→ **EXERCISE OBJECTIVE**: In the excerpted passage on Sydney industrial land, what share of Sydney's land area is zoned industrial?

→ **EXCERPTED PASSAGE**:

The Sydney Plan simultaneously targets delivery of 264,000 new homes by 2029 and identifies
industrial land protection as a priority. These are not in conflict, they are interdependent. Sydney cannot
house 6.5 million people without the supply chains that build those homes, deliver food and goods, and
service the city. Rezoning industrial land to residential does not solve the housing crisis; it raises the
cost of everything delivered to every new home built. The two percent of Sydney’s land area that is
zoned industrial is doing irreplaceable economic work that no other land use can perform.
The draft Policy’s criteria for assessing rezoning proposals (Technical Note 2) does not require
quantification of road freight impacts. NatRoad submits that this is a critical gap. Any assessment of
whether industrial land can be rezoned must include a Road Freight Impact Assessment that quantifies
the change in vehicle kilometres travelled, average truck trip distance, and estimated freight cost
increase attributable to operator displacement.
| NatRoad Recommendation A: Mandate Road freight impact assessments for all industrial land rezonings |
| Any proposal to rezone or convert industrial land within the Sydney Region must include a Road Freight Impact Assessment, prepared by a qualified professional, that quantifies: (i) the increase in average truck trip distance resulting from displacement of freight operators; (ii) the consequent increase in vehicle kilometres travelled on the arterial and local road network; and (iii) the estimated increase in freight delivery costs. NatRoad should be formally consulted in the development of assessment criteria. This requirement aligns directly with the Independent Panel’s recommendation that industrial land shortages be addressed as a priority, and with the NSW Government’s own freight growth forecasts under SFM22. |
2.2 Heavy Vehicle road access must be a classification criterion
The draft Policy’s classification framework assesses industrial land based on proximity to ports,
intermodals, and freight networks; however, it does not assess whether the land is accessible to heavy
vehicles. Industrial land that cannot physically accommodate B-doubles, or Performance Based
Standards (PBS) vehicles is of limited value to freight operators, regardless of how well-located it is on
a map.
NatRoad members regularly encounter industrial precincts where surrounding road networks cannot
support efficient heavy vehicle access: weight-restricted bridges, narrow turning radii, poor sight lines, and conditions that force operators to use longer routes or smaller, less efficient vehicles. The
Independent Panel identifies expanding high productivity vehicle (HPV) access as a priority reform for
NSW freight. The industrial land classification framework should reflect this directly.
| NatRoad Recommendation B: Include heavy vehicle road access as a classification and protection criteria |
| The industrial land classification framework should require assessment of road network suitability for heavy freight vehicles as a criterion for State and Regional significance. Industrial precincts directly served by roads capable of accommodating B-doubles or larger, or with access to the High Productivity Freight Vehicle (HPFV) network, should receive elevated classification. Rezoning proposals must assess the impact on heavy vehicle access to remaining industrial precincts in the surrounding area. |
2.3 Operational curfews and caps directly conflict with national transport law
NatRoad strongly endorses NSW Ports’ Recommendation 5 (the removal of operational caps and
curfews from industrial lands).

→ **PROVIDED DATA**:

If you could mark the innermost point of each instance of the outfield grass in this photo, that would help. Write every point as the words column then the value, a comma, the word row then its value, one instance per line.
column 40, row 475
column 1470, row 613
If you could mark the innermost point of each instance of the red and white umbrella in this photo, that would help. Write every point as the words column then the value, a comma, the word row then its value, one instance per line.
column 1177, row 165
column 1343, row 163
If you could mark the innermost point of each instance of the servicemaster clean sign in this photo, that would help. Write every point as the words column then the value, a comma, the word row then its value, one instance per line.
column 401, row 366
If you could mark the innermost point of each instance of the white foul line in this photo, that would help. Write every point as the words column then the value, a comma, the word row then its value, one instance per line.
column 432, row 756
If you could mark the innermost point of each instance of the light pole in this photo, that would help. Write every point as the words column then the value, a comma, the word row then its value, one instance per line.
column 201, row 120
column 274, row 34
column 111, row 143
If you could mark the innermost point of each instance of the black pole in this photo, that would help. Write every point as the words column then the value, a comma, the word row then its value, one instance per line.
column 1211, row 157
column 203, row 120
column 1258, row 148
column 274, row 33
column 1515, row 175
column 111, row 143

→ **RESULT OF THIS TASK**: Two percent.